_Short task 1_
In the data visualization notebook, which argument is passed to `CSV.read` to make the columns mutable?
_Short task 2_
Please resume the data visualization notebook from its final line.

_Text excerpt_
# data visualization

we will use `matplotlib`, an open-source data visualization library written for Python (but we call it from Julia using `PyPlot`). 

* [documentation](https://matplotlib.org/) for `matplotlib`
* a `matplotlib` [gallery](https://matplotlib.org/gallery/index.html).

In [1]:
using DataFrames
using CSV
using PyPlot # plotting library

# check out all of the styles! https://matplotlib.org/3.1.1/gallery/style_sheets/style_sheets_reference.html
PyPlot.matplotlib.style.use("seaborn-pastel")

# change settings for all plots at once, e.g. font size
rcParams = PyPlot.PyDict(PyPlot.matplotlib."rcParams")
rcParams["font.size"] = 16

16

## bar plots: steak preferences

*goal*: visualize how Americans like their steak done [[source](https://fivethirtyeight.com/features/how-americans-like-their-steak/)] via a bar plot showing preference for rare, medium rare, etc.

a problem here when reading in the file: the column names missing from `steak.csv`!
* first column: "do you eat steak?"
* second column: "how do you like your steak done?"

(for ambitious Beavers only) I'm running a shell command here from Julia to look at head (first 3 lines) of the file.

we can pass the column names to `CSV.read` manually via `header`. we also pass `copycols=true` to make the columns mutable, since we will later drop `missing` values.

In [None]:
df_steak = CSV.read("steak.csv", header=[:eats_steak, :how_cooked], copycols=true)
first(df_steak, 10) # diplay only the first ten rows to avoid clutter in notebook

remove missing values (folks who do not eat steak should not count in our visualization)

In [5]:
dropmissing!(df_steak)
first(df_steak, 10)

UndefVarError: UndefVarError: df_steak not defined

let's make sure everyone in this data set now eats steak and thus can answer the question

In [6]:
unique(df_steak[:, :eats_steak])

UndefVarError: UndefVarError: df_steak not defined

now let's count the number of folks who prefer rare, medium rare, etc.

In [7]:
df_steak_pref = aggregate(df_steak, :how_cooked, length)

UndefVarError: UndefVarError: df_steak not defined

let's re-order the rows since there is an ordinality in the rows via the time cooked.

In [8]:
df_steak_pref = df_steak_pref[[2, 1, 3, 4, 5], :]

UndefVarError: UndefVarError: df_steak_pref not defined

In [9]:
let's define percentage of population that likes 

LoadError: syntax: incomplete: invalid character literal

In [10]:
nb_preferences = size(df_steak_pref)[1] # will be useful later

UndefVarError: UndefVarError: df_steak_pref not defined

finally, let's make a bar graph!

In [11]:
# construct a blank figure panel
figure()
# make bar plot (h = horizontal)
#  first argument: y-positions to center the bars [1, 2, 3, 4, 5]
#  second argument: length of the bars (which we want to set as the number of ppl that eat steak that way)

_Entries supplied_
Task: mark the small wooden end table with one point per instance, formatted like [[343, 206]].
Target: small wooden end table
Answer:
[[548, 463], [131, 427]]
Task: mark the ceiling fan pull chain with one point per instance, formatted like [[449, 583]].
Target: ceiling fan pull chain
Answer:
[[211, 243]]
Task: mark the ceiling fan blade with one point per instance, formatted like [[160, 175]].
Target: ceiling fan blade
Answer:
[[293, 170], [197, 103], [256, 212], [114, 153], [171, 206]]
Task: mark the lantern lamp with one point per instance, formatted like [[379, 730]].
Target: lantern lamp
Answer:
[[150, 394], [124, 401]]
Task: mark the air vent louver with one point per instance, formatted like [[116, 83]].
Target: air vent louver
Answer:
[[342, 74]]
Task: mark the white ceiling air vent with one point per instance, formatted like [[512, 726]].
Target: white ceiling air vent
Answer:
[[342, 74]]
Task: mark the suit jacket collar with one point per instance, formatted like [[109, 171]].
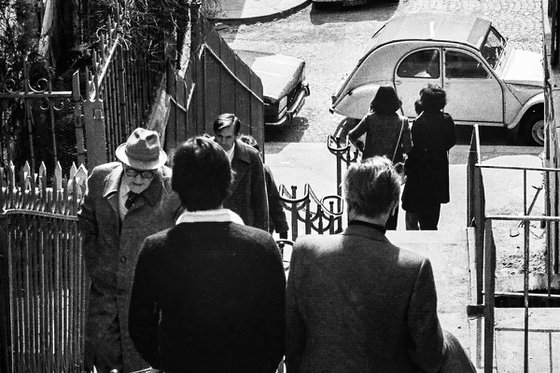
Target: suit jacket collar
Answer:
[[112, 184], [239, 164], [241, 154], [366, 232]]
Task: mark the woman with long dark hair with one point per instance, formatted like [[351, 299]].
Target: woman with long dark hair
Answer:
[[427, 166], [387, 132]]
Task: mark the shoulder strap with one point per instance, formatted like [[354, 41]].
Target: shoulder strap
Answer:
[[398, 140]]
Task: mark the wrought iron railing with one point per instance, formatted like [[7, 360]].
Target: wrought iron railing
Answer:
[[43, 281], [485, 248]]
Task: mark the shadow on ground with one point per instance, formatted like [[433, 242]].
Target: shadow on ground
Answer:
[[380, 11]]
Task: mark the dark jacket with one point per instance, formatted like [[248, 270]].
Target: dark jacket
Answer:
[[382, 133], [209, 297], [111, 248], [247, 194], [427, 166], [357, 303]]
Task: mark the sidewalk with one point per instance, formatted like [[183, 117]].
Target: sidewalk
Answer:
[[254, 10]]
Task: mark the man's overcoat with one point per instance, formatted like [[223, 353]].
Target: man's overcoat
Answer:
[[357, 303], [111, 248], [427, 166], [247, 195]]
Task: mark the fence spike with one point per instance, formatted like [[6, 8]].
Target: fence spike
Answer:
[[3, 191], [57, 176]]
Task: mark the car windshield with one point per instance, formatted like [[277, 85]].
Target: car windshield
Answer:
[[493, 47]]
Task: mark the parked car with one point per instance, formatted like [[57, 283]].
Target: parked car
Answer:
[[487, 80], [284, 84]]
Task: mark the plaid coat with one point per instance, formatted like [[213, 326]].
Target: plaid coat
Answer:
[[247, 195], [111, 249]]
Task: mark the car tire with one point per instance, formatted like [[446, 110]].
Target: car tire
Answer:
[[533, 126]]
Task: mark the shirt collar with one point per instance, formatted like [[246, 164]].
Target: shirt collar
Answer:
[[378, 227], [230, 153], [207, 216]]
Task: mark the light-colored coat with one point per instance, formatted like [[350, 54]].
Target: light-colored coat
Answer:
[[247, 194], [111, 249], [357, 303]]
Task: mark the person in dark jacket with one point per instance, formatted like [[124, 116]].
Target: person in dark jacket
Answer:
[[208, 294], [387, 133], [247, 196], [276, 214], [357, 303], [427, 166]]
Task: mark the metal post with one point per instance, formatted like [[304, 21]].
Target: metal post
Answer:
[[96, 142], [489, 289], [5, 346]]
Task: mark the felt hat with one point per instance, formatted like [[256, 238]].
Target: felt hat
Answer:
[[142, 150]]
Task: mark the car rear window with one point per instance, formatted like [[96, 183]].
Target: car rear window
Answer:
[[420, 64]]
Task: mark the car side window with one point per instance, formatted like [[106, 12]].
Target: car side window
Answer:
[[461, 65], [421, 64]]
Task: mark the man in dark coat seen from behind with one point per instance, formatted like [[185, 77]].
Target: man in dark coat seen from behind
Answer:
[[208, 294]]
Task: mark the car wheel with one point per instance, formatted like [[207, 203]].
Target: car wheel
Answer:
[[534, 128]]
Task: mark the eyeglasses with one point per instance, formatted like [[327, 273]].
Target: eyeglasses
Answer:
[[146, 174]]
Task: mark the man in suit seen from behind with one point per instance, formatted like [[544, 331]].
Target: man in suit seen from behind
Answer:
[[276, 215], [357, 303], [208, 294]]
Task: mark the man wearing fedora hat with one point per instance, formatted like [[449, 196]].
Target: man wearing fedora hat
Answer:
[[126, 201]]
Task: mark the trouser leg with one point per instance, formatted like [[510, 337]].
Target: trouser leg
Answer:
[[456, 359], [109, 353], [411, 220]]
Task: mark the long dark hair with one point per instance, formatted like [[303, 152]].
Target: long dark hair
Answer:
[[385, 101]]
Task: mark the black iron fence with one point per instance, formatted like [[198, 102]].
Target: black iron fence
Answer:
[[40, 118], [43, 282], [486, 251]]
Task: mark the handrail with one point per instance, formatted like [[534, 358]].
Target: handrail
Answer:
[[228, 70], [519, 168]]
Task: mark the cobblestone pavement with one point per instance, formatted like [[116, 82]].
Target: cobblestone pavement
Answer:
[[331, 41]]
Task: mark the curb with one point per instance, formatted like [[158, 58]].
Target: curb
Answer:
[[264, 17]]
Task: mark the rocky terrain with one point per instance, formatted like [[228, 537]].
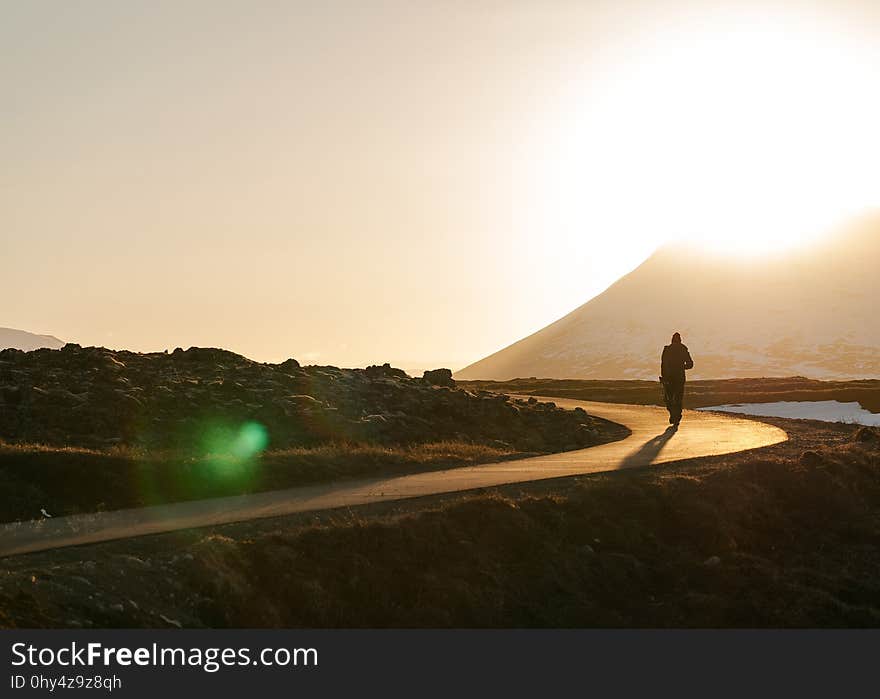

_Answer 1_
`copycols=true`

_Answer 2_
barh(1:nb_preferences, df_steak_pref[!, :eats_steak_length])
# specify wut to label the y-ticks
#  first argument: where to draw the y-ticks
#  second argument: wut text to put as a y-tick label
yticks(1:nb_preferences, df_steak_pref[!, :how_cooked])
# label x-axis, give a title
xlabel("# responses")
title("how do you like your steak?")
# save as pdf
tight_layout() # needed to adjust bounding box to include labels
savefig("steak.pdf", format="pdf")

UndefVarError: UndefVarError: nb_preferences not defined

... we can do better by using colors to indicate ordinality of the ways to cook the steak.

see matplotlib's choice of [colormaps](https://matplotlib.org/3.1.0/tutorials/colors/colormaps.html) for representing numerical scales with color.

let's construct the `hot` colormap. this is a function that takes in floating point numbers from 0 to 1 and returns an color (R,G,B, alpha) where R = red, G = green, B = blue, alpha = transparency.

In [12]:
hot_colormap = PyPlot.matplotlib.cm.get_cmap("hot")
hot_colormap(0.0) # color representing 0.0

(0.0416, 0.0, 0.0, 1.0)

assuming equal spacing between each way of cooking the steak, let's color each bar accordingly.

In [13]:
colors = [hot_colormap(1.0 - p / nb_preferences) for p = 1:nb_preferences]

UndefVarError: UndefVarError: nb_preferences not defined

In [14]:
figure()
# pass colors of each bar
barh(1:nb_preferences, df_steak_pref[!, :eats_steak_length],color=colors)
yticks(1:nb_preferences, df_steak_pref[!, :how_cooked])
xlabel("# responses")
title("how do you like your steak?")
tight_layout()
savefig("steak_colored.pdf", format="pdf")

UndefVarError: UndefVarError: nb_preferences not defined

## histograms: salaries of professors at Oregon State University

I extracted these from [here](https://hr.oregonstate.edu/employees/administrators-supervisors/classification-compensation/salary-reports).

*goal*: visualize the distribution of 9-month salaries among OSU professors (assistant, associate, and full)

In [15]:
where_my_salary_file = joinpath("salaries", "osu_salaries.csv")

"salaries\\osu_salaries.csv"

In [16]:
df_salaries = CSV.read(where_my_salary_file, copycols=true) # copycols so we have mutable columns
first(df_salaries, 10)

ArgumentError: ArgumentError: "salaries\osu_salaries.csv" is not a valid file

filter out all employees but professors: particulary, Assistant Professors, Associate Professors, and Professors

In [17]:
filter!(row -> row[:job_title] in ["Assistant Professor", "Associate Professor", "Professor"], df_salaries)
first(df_salaries, 10)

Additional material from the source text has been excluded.